> **TASK REQUIREMENTS**
Every line from the line containing "yellow flower in" through the final line of the data is to be printed exactly; no other line is to appear.

◇ ◇ ◇

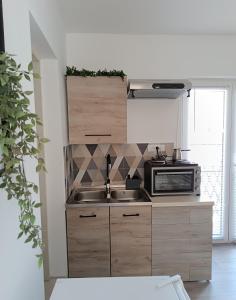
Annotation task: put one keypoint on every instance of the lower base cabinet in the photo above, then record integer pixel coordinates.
(88, 242)
(182, 242)
(130, 240)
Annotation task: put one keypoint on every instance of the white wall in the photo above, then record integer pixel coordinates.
(154, 56)
(19, 275)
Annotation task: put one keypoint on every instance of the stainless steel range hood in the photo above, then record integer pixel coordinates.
(153, 89)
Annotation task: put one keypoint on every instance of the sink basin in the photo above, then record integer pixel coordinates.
(129, 196)
(89, 197)
(99, 196)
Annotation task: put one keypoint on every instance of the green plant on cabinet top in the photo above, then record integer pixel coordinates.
(19, 140)
(73, 71)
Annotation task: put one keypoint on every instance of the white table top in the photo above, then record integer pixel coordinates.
(114, 288)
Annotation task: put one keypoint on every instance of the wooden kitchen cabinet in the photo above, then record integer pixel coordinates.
(182, 242)
(97, 109)
(88, 242)
(130, 228)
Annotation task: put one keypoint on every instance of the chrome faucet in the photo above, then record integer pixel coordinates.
(107, 183)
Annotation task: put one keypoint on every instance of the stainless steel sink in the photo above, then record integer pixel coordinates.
(89, 197)
(129, 196)
(99, 196)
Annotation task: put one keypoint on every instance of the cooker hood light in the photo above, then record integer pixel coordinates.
(158, 89)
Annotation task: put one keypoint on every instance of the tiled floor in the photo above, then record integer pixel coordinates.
(221, 287)
(223, 283)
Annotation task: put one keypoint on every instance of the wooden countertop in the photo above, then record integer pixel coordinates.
(180, 200)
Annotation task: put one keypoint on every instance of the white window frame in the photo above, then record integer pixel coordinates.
(230, 85)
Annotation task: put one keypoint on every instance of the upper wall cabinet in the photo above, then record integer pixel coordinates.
(97, 109)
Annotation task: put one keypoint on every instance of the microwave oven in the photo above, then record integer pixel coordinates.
(180, 178)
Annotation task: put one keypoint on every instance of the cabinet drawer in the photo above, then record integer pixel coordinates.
(130, 240)
(170, 215)
(201, 215)
(88, 242)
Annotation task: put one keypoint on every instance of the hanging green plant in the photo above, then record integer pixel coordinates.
(19, 140)
(73, 71)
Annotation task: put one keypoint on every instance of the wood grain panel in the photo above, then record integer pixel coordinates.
(171, 215)
(182, 237)
(97, 109)
(88, 242)
(130, 240)
(201, 215)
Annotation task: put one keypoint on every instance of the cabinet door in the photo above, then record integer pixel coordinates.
(130, 240)
(181, 242)
(88, 242)
(97, 110)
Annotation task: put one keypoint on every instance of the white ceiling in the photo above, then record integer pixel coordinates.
(150, 16)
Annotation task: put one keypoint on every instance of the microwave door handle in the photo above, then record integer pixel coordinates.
(174, 173)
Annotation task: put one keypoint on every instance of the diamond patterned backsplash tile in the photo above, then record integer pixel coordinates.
(86, 164)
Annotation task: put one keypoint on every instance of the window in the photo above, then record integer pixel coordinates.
(208, 136)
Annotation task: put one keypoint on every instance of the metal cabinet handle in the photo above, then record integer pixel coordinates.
(88, 216)
(97, 135)
(130, 215)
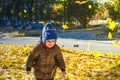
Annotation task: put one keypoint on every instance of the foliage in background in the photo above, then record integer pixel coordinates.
(114, 9)
(81, 11)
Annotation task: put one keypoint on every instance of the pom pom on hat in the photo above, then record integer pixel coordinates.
(48, 32)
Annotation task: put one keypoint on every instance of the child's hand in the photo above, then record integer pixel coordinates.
(28, 72)
(64, 74)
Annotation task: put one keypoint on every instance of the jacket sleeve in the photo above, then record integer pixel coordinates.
(31, 58)
(59, 60)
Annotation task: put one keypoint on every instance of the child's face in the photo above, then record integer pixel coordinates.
(50, 43)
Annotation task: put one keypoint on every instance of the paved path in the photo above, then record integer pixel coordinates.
(104, 46)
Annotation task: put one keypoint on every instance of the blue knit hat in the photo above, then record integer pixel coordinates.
(48, 32)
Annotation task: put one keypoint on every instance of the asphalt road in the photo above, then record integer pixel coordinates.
(100, 45)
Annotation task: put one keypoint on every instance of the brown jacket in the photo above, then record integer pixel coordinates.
(45, 61)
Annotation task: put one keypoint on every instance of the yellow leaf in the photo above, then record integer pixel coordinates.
(116, 41)
(65, 26)
(96, 54)
(118, 62)
(112, 25)
(25, 11)
(109, 35)
(89, 6)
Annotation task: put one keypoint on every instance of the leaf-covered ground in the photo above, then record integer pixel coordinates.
(81, 64)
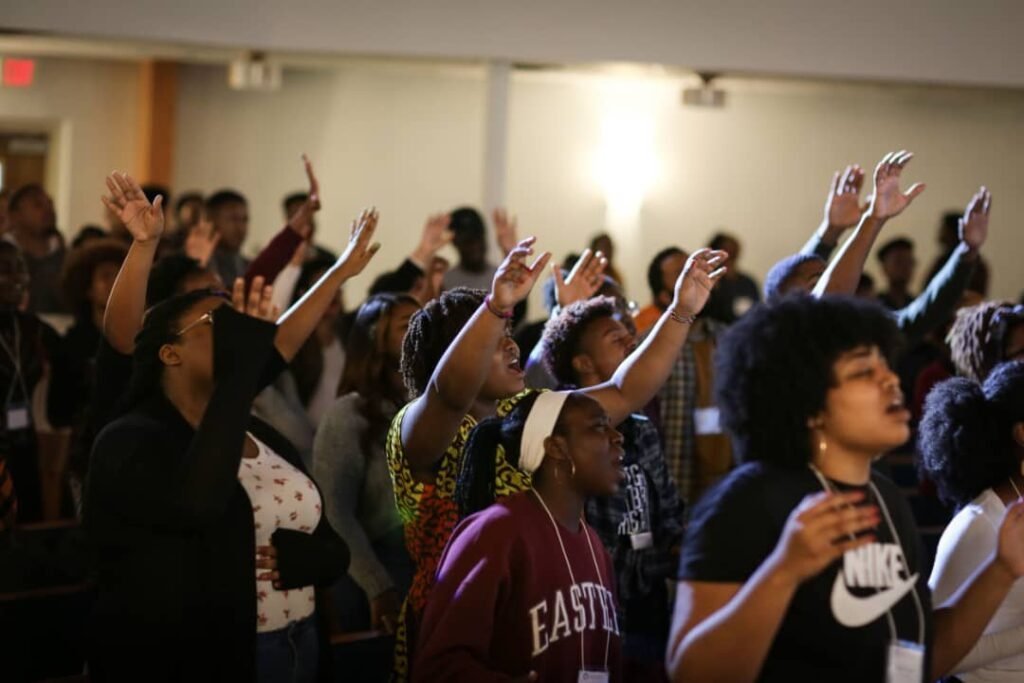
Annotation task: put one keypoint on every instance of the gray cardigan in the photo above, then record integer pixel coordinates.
(356, 486)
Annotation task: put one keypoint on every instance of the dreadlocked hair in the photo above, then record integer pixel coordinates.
(976, 342)
(474, 488)
(563, 333)
(159, 328)
(431, 331)
(965, 437)
(367, 364)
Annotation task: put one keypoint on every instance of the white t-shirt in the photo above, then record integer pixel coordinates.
(966, 545)
(282, 498)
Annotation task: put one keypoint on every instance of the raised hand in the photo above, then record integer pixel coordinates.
(820, 529)
(974, 224)
(505, 230)
(259, 303)
(1010, 553)
(143, 220)
(514, 278)
(583, 282)
(434, 236)
(360, 248)
(888, 201)
(696, 281)
(202, 242)
(843, 207)
(301, 220)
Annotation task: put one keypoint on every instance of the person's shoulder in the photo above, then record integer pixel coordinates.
(497, 524)
(345, 411)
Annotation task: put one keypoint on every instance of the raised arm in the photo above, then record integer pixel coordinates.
(723, 632)
(275, 256)
(300, 321)
(432, 420)
(643, 373)
(937, 302)
(843, 211)
(144, 221)
(888, 201)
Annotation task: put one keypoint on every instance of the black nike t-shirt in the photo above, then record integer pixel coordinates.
(836, 628)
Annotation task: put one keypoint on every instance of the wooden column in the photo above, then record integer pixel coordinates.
(157, 117)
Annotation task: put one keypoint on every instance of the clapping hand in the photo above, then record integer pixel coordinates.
(435, 235)
(843, 207)
(820, 529)
(974, 224)
(514, 278)
(360, 248)
(259, 303)
(143, 220)
(583, 282)
(888, 201)
(702, 269)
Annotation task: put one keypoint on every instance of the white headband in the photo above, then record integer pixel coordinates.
(540, 424)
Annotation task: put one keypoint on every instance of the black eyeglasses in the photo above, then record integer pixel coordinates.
(205, 318)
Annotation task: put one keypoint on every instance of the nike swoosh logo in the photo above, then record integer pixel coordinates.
(853, 611)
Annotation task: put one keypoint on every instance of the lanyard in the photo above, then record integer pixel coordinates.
(568, 565)
(15, 359)
(895, 535)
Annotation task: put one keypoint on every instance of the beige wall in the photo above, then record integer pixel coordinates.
(936, 41)
(760, 166)
(410, 140)
(90, 109)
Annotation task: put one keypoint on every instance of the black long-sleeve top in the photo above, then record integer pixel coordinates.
(173, 528)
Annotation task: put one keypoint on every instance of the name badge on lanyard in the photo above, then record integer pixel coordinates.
(17, 417)
(906, 663)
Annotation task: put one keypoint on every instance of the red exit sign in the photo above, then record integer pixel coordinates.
(17, 73)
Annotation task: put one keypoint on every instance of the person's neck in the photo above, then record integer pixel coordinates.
(1009, 487)
(33, 244)
(189, 402)
(899, 291)
(564, 503)
(482, 409)
(844, 466)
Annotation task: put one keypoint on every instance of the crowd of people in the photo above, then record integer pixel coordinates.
(687, 491)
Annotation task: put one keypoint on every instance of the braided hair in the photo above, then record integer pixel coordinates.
(431, 331)
(159, 327)
(367, 366)
(474, 488)
(965, 436)
(978, 336)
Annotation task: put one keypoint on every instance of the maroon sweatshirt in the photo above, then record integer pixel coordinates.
(504, 603)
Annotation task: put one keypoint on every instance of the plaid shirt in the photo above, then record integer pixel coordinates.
(646, 502)
(678, 398)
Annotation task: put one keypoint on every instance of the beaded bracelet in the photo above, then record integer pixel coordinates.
(679, 317)
(491, 307)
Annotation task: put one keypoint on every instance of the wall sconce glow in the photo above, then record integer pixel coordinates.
(626, 164)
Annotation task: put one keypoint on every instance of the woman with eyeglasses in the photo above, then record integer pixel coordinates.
(208, 535)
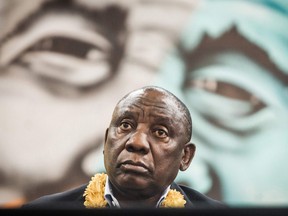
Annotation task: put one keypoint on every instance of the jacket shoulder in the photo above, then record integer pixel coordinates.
(70, 198)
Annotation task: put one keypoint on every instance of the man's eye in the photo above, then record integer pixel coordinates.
(161, 133)
(125, 126)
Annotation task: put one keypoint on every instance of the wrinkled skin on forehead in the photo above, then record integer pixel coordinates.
(145, 146)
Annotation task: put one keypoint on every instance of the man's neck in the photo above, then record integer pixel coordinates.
(136, 199)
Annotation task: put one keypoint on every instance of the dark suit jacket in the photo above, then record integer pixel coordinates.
(74, 199)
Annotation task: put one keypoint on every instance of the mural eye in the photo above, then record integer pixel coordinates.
(229, 91)
(68, 46)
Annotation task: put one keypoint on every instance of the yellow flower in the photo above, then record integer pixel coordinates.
(174, 199)
(94, 194)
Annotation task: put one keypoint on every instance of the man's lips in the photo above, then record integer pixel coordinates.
(132, 166)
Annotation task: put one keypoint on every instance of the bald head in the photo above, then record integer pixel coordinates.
(153, 93)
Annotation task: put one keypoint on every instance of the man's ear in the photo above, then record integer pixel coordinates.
(188, 154)
(106, 135)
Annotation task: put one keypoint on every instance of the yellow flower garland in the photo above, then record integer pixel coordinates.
(94, 194)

◇ ◇ ◇

> **FINAL RESULT**
Annotation task: put one keypoint on every instance of the yellow flower in the photo above, then record integer pixel coordinates.
(174, 199)
(94, 194)
Annotation task: put one keypoint on every instance of the man's lips in the photo above, then record integer pixel coordinates.
(132, 166)
Annotation task: put one keypoint on every instance of the bald head in the photo above, then record integer pixel coordinates.
(153, 93)
Annotation task: put one keypoint on every instance of the man's ear in the photo above, then record integer pixel coordinates.
(188, 154)
(106, 135)
Annotation task: put one keypoint on every instance of the yellow flower garland in the photo above, then record integer pixel coordinates.
(94, 194)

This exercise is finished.